─── Records provided ───
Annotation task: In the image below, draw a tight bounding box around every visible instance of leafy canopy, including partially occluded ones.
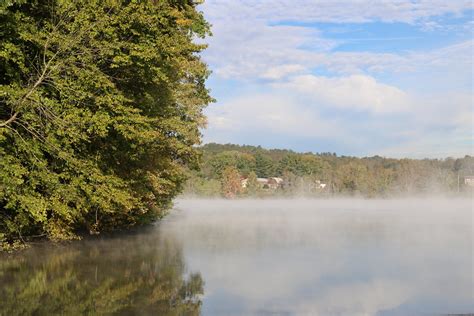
[0,0,212,242]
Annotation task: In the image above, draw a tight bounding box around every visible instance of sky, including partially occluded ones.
[198,0,474,158]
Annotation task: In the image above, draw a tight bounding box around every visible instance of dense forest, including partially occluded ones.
[0,0,212,248]
[185,144,474,197]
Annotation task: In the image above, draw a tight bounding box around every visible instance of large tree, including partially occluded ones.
[0,0,212,241]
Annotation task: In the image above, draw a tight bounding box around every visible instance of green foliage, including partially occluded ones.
[185,144,474,197]
[0,0,212,242]
[245,171,262,196]
[221,166,242,199]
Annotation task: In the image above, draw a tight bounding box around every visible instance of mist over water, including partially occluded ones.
[168,199,474,315]
[0,198,474,315]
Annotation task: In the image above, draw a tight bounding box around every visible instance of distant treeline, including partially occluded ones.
[184,143,474,197]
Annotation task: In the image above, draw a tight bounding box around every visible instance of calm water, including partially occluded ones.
[0,200,474,315]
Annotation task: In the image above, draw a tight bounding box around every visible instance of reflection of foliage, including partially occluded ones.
[0,230,203,315]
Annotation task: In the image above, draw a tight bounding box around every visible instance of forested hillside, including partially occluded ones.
[185,144,474,197]
[0,0,212,244]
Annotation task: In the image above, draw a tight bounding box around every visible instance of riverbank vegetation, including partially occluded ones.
[185,144,474,197]
[0,0,212,245]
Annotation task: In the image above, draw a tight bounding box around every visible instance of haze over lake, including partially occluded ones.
[0,199,474,315]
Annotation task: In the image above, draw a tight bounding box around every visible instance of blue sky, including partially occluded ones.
[199,0,474,158]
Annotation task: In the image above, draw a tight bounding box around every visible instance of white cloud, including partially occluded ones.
[206,93,339,141]
[262,64,305,80]
[276,75,411,113]
[205,0,472,23]
[197,0,474,157]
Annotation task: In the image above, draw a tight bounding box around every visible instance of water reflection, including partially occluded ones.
[0,200,474,315]
[0,229,203,315]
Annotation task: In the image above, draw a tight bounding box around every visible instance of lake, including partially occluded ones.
[0,199,474,315]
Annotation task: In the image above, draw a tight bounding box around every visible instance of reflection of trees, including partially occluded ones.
[0,230,203,315]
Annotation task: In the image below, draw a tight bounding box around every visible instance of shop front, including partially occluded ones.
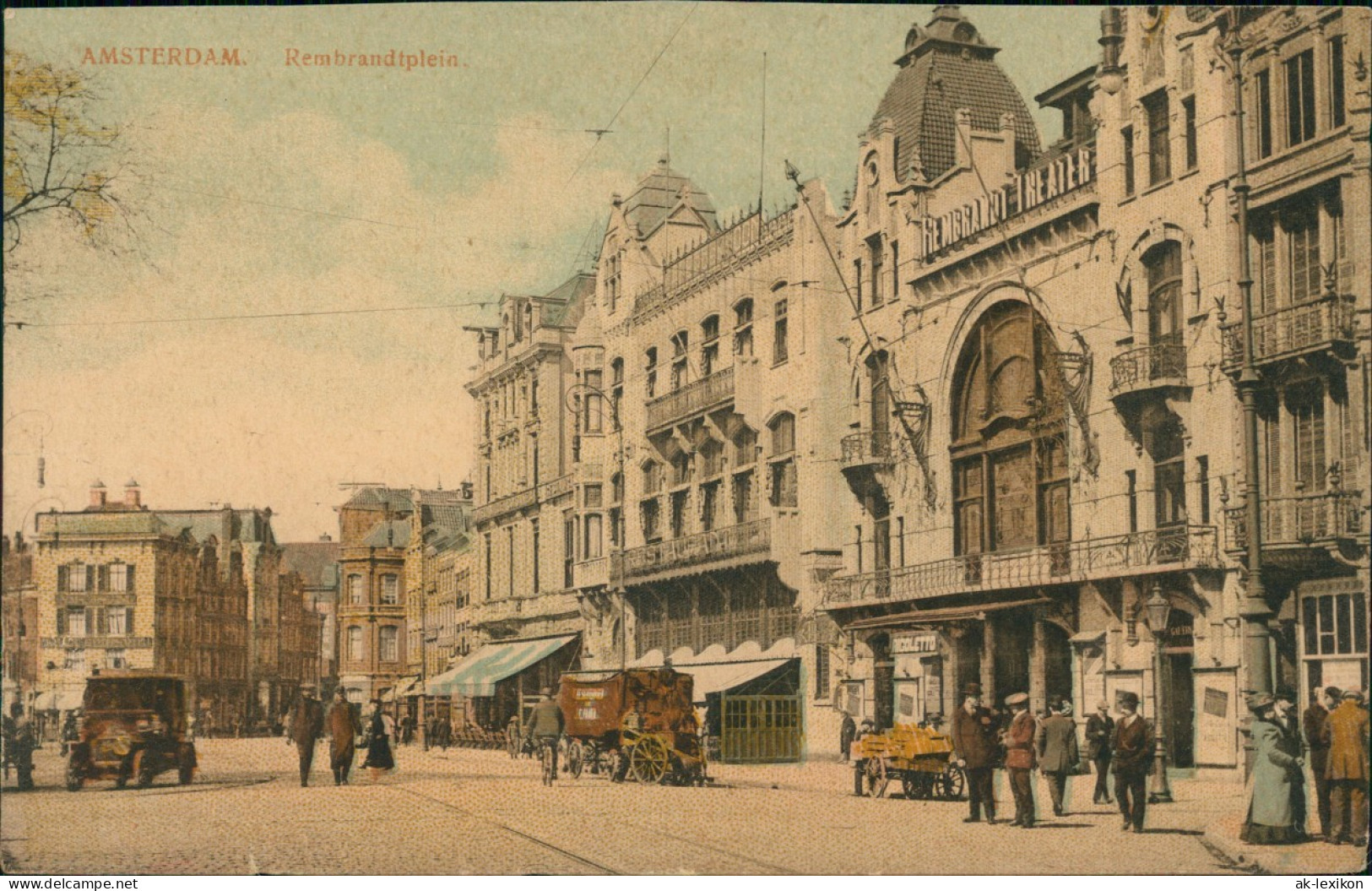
───
> [Set exercise]:
Rewrite the part of the records that opens with the line containing "green foliage, including partially occluded ones." and closes with the line containing "[0,198,474,315]". Replace "mist over water" with "fog over water" and keep everything else unchanged.

> [Exercise output]:
Annotation task: In the image above, draw a tight bounding box around every visible instance of green foliage, including partially occluded ones.
[185,144,474,197]
[0,0,212,242]
[245,171,262,196]
[221,166,242,199]
Annotation task: In the image above, draw a tight bounding box around every visible instance of fog over water, including partially occluded ones.
[168,199,474,315]
[0,198,474,315]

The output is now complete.